[Begin Information shown]

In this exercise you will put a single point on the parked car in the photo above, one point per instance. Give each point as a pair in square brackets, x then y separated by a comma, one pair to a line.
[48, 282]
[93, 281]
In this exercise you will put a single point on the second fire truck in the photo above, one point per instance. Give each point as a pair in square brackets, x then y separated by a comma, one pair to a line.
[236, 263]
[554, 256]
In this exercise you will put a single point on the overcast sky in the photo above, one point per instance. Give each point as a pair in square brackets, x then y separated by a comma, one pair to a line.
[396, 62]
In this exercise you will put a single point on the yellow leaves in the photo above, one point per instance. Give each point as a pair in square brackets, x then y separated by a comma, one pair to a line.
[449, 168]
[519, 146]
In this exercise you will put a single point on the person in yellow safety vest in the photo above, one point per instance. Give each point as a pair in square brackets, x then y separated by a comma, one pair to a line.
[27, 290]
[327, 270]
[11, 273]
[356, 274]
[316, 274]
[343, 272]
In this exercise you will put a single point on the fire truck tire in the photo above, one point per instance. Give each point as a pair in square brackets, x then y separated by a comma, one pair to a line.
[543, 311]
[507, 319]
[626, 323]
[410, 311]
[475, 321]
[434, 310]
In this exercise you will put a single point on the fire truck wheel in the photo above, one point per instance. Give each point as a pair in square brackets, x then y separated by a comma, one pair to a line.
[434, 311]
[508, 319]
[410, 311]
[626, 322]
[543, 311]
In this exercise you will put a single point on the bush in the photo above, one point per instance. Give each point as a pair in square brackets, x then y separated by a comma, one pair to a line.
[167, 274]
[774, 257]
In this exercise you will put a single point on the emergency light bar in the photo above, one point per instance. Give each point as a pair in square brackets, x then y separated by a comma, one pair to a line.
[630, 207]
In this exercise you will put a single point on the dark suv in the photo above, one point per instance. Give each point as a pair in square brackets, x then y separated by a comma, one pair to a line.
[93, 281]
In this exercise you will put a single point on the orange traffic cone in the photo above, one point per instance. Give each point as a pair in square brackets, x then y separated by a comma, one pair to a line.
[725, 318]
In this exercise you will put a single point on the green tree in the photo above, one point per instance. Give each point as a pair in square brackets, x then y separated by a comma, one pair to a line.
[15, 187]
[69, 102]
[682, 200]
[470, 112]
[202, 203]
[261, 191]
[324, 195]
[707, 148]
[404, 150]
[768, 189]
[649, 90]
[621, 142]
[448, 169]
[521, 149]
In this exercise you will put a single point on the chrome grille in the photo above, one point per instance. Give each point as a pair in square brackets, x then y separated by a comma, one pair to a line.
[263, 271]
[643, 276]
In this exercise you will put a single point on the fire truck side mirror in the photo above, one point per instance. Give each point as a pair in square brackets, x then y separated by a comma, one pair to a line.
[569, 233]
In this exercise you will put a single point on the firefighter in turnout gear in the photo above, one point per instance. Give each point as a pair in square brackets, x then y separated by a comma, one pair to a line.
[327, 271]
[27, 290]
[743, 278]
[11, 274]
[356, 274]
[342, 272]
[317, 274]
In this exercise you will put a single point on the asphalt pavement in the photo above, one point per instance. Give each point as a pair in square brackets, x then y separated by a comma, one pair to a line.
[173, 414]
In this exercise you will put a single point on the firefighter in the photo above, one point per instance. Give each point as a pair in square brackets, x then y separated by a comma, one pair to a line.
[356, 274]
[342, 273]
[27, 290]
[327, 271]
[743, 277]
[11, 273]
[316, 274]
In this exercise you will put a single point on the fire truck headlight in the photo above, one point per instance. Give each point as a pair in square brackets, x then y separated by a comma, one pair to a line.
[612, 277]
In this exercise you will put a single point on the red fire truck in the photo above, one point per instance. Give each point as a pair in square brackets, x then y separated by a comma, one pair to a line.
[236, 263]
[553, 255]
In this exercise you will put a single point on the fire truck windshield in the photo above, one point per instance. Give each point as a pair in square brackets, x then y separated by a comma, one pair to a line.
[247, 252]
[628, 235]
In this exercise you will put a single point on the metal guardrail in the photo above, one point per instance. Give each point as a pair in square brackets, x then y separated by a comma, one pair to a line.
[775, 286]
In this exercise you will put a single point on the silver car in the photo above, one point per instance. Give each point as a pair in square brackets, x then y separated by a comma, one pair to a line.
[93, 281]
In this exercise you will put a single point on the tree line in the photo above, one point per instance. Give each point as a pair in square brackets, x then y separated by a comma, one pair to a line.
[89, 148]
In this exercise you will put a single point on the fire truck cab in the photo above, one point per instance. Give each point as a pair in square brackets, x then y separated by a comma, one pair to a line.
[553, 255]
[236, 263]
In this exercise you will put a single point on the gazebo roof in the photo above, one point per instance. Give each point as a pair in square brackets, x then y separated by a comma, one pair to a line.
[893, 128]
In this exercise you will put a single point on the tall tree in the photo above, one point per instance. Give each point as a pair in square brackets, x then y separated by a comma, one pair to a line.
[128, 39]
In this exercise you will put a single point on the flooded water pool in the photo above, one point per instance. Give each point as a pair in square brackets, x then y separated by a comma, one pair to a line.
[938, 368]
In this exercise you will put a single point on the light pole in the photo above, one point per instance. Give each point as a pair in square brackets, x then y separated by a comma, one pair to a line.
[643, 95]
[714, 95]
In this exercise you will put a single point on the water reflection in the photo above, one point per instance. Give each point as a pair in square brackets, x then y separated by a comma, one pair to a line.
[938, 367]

[End Information shown]

▸ Task
Turn the whole listing above into a JSON list of strings with one string per line, skipping any blank lines.

▸ Full response
[
  "In this exercise you will put a single point on the parked car in the photo above, one point per instance. Give each point as a pair in square brackets, x then y separated by a comma, one pair to a line.",
  "[48, 282]",
  "[93, 281]",
  "In this exercise you will put a single point on the second fire truck in the photo above, one point per instance. Give each point as a pair in square brackets, x then y separated by a comma, one pair to a line.",
  "[236, 263]",
  "[554, 256]",
  "In this exercise you will put a single point on the overcast sky in the photo above, one point per instance. Give each point as a pair in square brackets, x then y separated by a comma, one pair to a line.",
  "[396, 62]",
  "In this exercise you will put a single point on the yellow leaves in the photo above, one point per instance. Give each point as a pair in square brackets, x then y separated by a comma, one pair to a line.",
  "[449, 168]",
  "[519, 146]",
  "In this exercise you will put a single point on the person in yellow safety vest in the photo above, one point per instance. Give each point as a pair in square brackets, x then y separated by a comma, one pair to a line.",
  "[27, 290]",
  "[327, 270]",
  "[11, 273]",
  "[356, 274]",
  "[316, 274]",
  "[343, 272]",
  "In this exercise you will put a single point on the fire truck tire in the photo above, one point per instance. Give each point as a pair in square brackets, x then y separated by a comma, one pair to a line.",
  "[543, 311]",
  "[507, 319]",
  "[626, 323]",
  "[410, 311]",
  "[475, 321]",
  "[434, 310]",
  "In this exercise you will put a single point on the fire truck wheel in the photo above, one point per instance. Give each point as a pair in square brackets, x then y separated by a comma, one pair to a line.",
  "[434, 311]",
  "[508, 319]",
  "[410, 311]",
  "[626, 322]",
  "[543, 311]",
  "In this exercise you will put a single point on the bush in the photo above, one point per instance. Give each point as a pair in square brackets, x then y separated by a comma, one pair to a line.",
  "[167, 274]",
  "[774, 257]",
  "In this exercise you will put a single point on the emergency light bar in the photo above, one point per instance. Give each point as a pair in square brackets, x then y separated by a comma, one pair to a line.",
  "[630, 207]",
  "In this exercise you will put a single point on the dark suv in the photo above, one point per instance. Give each point as a pair in square brackets, x then y separated by a comma, one pair to a line.",
  "[93, 281]",
  "In this exercise you will put a single point on the orange traffic cone in the photo above, one point per instance. Give each point as a pair in square brackets, x then y separated by a comma, one pair to a line.",
  "[725, 318]",
  "In this exercise you will put a single point on the green tree in the photo above, one point per instance. Give each point as a pair in square brackets, x then y separated by a comma, one pair to a line.",
  "[15, 187]",
  "[69, 102]",
  "[682, 200]",
  "[470, 112]",
  "[202, 203]",
  "[261, 191]",
  "[324, 195]",
  "[707, 148]",
  "[404, 150]",
  "[768, 189]",
  "[649, 90]",
  "[621, 142]",
  "[448, 169]",
  "[521, 149]",
  "In this exercise you will put a single point on the chrome grille in the photo above, one point per instance. Give each point as a pair in square brackets, x then y separated by a comma, one pair to a line.",
  "[263, 271]",
  "[643, 276]",
  "In this exercise you will put a single point on the fire truck side mirror in the photo above, one point per instance. Give each point as a pair in square brackets, x then y separated by a comma, one pair to a line.",
  "[569, 233]",
  "In this exercise you will put a single point on the firefighter in turnout gear in the photo above, one point per instance. Give each point as a pair in square brackets, x then y separated by a comma, one pair to a line.",
  "[327, 271]",
  "[27, 290]",
  "[743, 278]",
  "[11, 274]",
  "[356, 274]",
  "[342, 272]",
  "[317, 274]",
  "In this exercise you will put a single point on the asphalt pavement in the photo above, one point per instance. Give each point as a pair in square brackets, x then y separated by a comma, one pair to a line.",
  "[173, 414]",
  "In this exercise you will put a single point on the firefighter in the photo above, one point per instance. Give each point as a pair in square brackets, x then y separated by a comma, one pair to a line.",
  "[356, 274]",
  "[342, 273]",
  "[27, 290]",
  "[327, 271]",
  "[743, 277]",
  "[11, 273]",
  "[316, 274]",
  "In this exercise you will put a single point on the fire truck headlight in the photo above, one point per instance. Give each point as a pair in square brackets, x then y separated by a comma, one pair to a line.",
  "[612, 277]",
  "In this exercise you will put a single point on the red fire truck in the photo above, one point per instance. Give each point as a pair in square brackets, x then y separated by a comma, one pair to a line.",
  "[236, 263]",
  "[553, 255]",
  "In this exercise you will put a single point on the fire truck windshield in the photo above, one point per instance. Give each point as a pair in square brackets, x then y separated by a comma, one pair to a line.",
  "[247, 252]",
  "[628, 235]",
  "In this exercise you will put a single point on the metal guardrail in the photo above, one point per instance. Give each point as a pair in square brackets, x then y separated by a comma, one pair to a line.",
  "[775, 286]",
  "In this exercise you will put a single point on the silver car in the photo above, one point per instance. Give each point as a pair in square brackets, x then y separated by a comma, one pair to a line.",
  "[93, 281]",
  "In this exercise you will put a single point on the tree line in the photo above, one point per instance. Give each point as a pair in square brackets, x then y separated by a comma, one pair to a line.",
  "[89, 148]",
  "In this exercise you will put a single point on the fire truck cab in the photo above, one point per instance. Give each point as a pair in square brackets, x then y separated by a comma, one pair to a line.",
  "[553, 255]",
  "[236, 263]",
  "In this exercise you will put a single point on the gazebo roof in the photo above, one point per instance. Give each point as a pair in square brackets, x then y separated by a comma, one pair to a line.",
  "[893, 128]",
  "In this exercise you will put a single point on the tall tree in the photo above, one point per instance. Give each point as a pair in square brackets, x then y separated by a comma, one pair to a line.",
  "[128, 39]",
  "In this exercise you will put a single point on the flooded water pool in the photo above, one point per instance. Give each point as a pair in square brackets, x then y separated by a comma, one pair to a line.",
  "[938, 368]",
  "In this exercise you will put a single point on the light pole in the photo above, one point per instance. Give each point as a pair in square brackets, x then y separated by a comma, one pair to a line.",
  "[643, 95]",
  "[714, 95]",
  "In this exercise you will put a single point on the water reflection in the photo above, one point per instance. Give each point as a pair in square brackets, x then y separated by a comma, one pair to a line.",
  "[938, 367]"
]